Input for this task below:

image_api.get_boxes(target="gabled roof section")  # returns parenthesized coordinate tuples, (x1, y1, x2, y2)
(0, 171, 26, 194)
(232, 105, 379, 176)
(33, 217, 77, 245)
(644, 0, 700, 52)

End of Input for this task.

Retype all the data. Nothing may be left out or altered.

● **Response box**:
image_api.get_boxes(target="gabled roof section")  # returns parenthesized coordinate tuples, (x1, y1, x2, y2)
(0, 171, 26, 194)
(232, 105, 379, 176)
(33, 217, 77, 245)
(644, 0, 700, 52)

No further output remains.